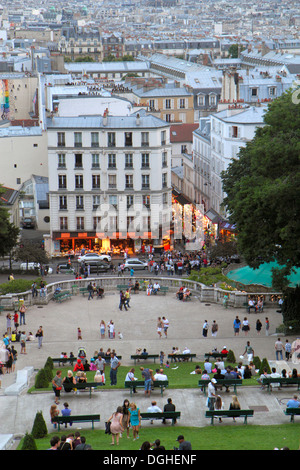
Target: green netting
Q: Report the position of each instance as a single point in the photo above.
(262, 275)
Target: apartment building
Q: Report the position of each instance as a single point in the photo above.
(109, 182)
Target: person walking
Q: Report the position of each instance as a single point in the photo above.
(114, 365)
(39, 335)
(278, 349)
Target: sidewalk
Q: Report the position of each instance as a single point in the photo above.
(138, 325)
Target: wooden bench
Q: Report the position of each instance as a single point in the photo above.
(181, 356)
(76, 419)
(137, 357)
(61, 296)
(281, 380)
(85, 385)
(203, 383)
(215, 355)
(292, 412)
(64, 360)
(212, 414)
(173, 415)
(162, 384)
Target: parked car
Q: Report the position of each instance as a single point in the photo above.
(94, 257)
(64, 268)
(28, 223)
(97, 266)
(135, 263)
(31, 266)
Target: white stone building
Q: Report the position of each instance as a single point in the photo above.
(109, 182)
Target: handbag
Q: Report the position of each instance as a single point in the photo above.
(107, 427)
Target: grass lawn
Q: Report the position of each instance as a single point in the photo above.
(219, 437)
(179, 375)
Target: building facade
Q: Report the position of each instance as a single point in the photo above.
(109, 182)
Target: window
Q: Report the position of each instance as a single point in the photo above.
(63, 203)
(78, 181)
(95, 160)
(128, 181)
(94, 139)
(129, 201)
(112, 160)
(113, 201)
(78, 160)
(61, 139)
(62, 182)
(182, 103)
(95, 181)
(97, 223)
(80, 223)
(145, 182)
(112, 181)
(77, 139)
(63, 223)
(96, 202)
(111, 139)
(145, 139)
(79, 203)
(61, 160)
(146, 201)
(145, 160)
(128, 160)
(128, 139)
(164, 159)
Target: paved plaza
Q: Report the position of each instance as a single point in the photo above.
(138, 326)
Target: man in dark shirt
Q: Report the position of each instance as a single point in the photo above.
(170, 407)
(183, 445)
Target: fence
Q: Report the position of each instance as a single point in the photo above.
(236, 299)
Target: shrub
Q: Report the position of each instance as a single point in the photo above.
(264, 365)
(39, 428)
(41, 379)
(28, 442)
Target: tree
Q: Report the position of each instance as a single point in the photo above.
(262, 191)
(8, 232)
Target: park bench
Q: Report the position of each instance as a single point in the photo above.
(292, 412)
(137, 357)
(162, 384)
(203, 383)
(281, 380)
(173, 415)
(212, 414)
(215, 355)
(181, 357)
(76, 419)
(61, 296)
(64, 360)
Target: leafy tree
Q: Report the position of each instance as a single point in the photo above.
(8, 232)
(262, 187)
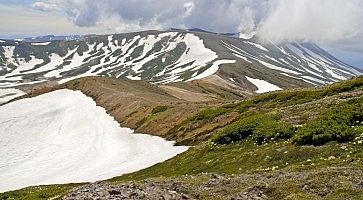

#####

● REQUIREMENT: Please pull out every line in the listing above that contains the string "bench", treating uppercase and lowercase as different.

● RESULT BELOW:
Target: wooden bench
Target: park bench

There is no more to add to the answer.